*** Supplied records

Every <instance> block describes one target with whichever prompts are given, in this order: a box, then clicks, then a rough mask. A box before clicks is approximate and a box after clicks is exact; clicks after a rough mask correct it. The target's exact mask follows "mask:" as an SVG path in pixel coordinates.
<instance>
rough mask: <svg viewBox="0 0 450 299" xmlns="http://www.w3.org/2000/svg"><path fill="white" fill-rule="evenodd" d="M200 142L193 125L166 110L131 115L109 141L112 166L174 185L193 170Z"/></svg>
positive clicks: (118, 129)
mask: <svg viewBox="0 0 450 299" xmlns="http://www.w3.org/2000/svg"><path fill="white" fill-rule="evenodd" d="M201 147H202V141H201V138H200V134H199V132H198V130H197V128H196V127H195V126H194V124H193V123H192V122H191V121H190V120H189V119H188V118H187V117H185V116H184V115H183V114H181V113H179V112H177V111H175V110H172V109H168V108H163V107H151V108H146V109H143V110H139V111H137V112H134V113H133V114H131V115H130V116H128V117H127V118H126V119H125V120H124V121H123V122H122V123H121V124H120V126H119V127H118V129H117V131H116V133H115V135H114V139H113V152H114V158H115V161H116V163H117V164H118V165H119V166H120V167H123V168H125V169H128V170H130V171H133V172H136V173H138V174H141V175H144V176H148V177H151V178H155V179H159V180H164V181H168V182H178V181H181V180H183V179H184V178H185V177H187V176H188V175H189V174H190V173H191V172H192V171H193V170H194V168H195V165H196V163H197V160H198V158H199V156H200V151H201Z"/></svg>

******

Brief: The records above are to be transcribed exactly, with nothing left out.

Task solution:
Every <instance> block describes one target with whichever prompts are given, in this order: a box, then clicks, then a rough mask. A box before clicks is approximate and a box after clicks is exact; clicks after a rough mask correct it. The target's exact mask follows "mask:" as an SVG path in pixel coordinates.
<instance>
rough mask: <svg viewBox="0 0 450 299" xmlns="http://www.w3.org/2000/svg"><path fill="white" fill-rule="evenodd" d="M200 142L193 125L166 110L131 115L109 141L112 166L174 185L193 170Z"/></svg>
positive clicks: (118, 129)
mask: <svg viewBox="0 0 450 299" xmlns="http://www.w3.org/2000/svg"><path fill="white" fill-rule="evenodd" d="M201 147H202V141H201V138H200V134H199V132H198V130H197V128H196V127H195V126H194V124H193V123H192V122H191V121H190V120H189V119H188V118H187V117H185V116H184V115H183V114H181V113H179V112H177V111H175V110H172V109H168V108H163V107H151V108H146V109H143V110H139V111H137V112H134V113H133V114H131V115H130V116H128V117H127V118H126V119H125V120H124V121H123V122H122V123H121V124H120V126H119V127H118V129H117V131H116V133H115V135H114V139H113V152H114V158H115V161H116V163H117V164H118V165H119V166H120V167H123V168H125V169H128V170H130V171H133V172H136V173H138V174H141V175H144V176H148V177H151V178H155V179H159V180H164V181H168V182H178V181H181V180H183V179H184V178H185V177H187V176H188V175H189V174H190V173H191V172H192V171H193V170H194V168H195V165H196V163H197V160H198V158H199V156H200V151H201Z"/></svg>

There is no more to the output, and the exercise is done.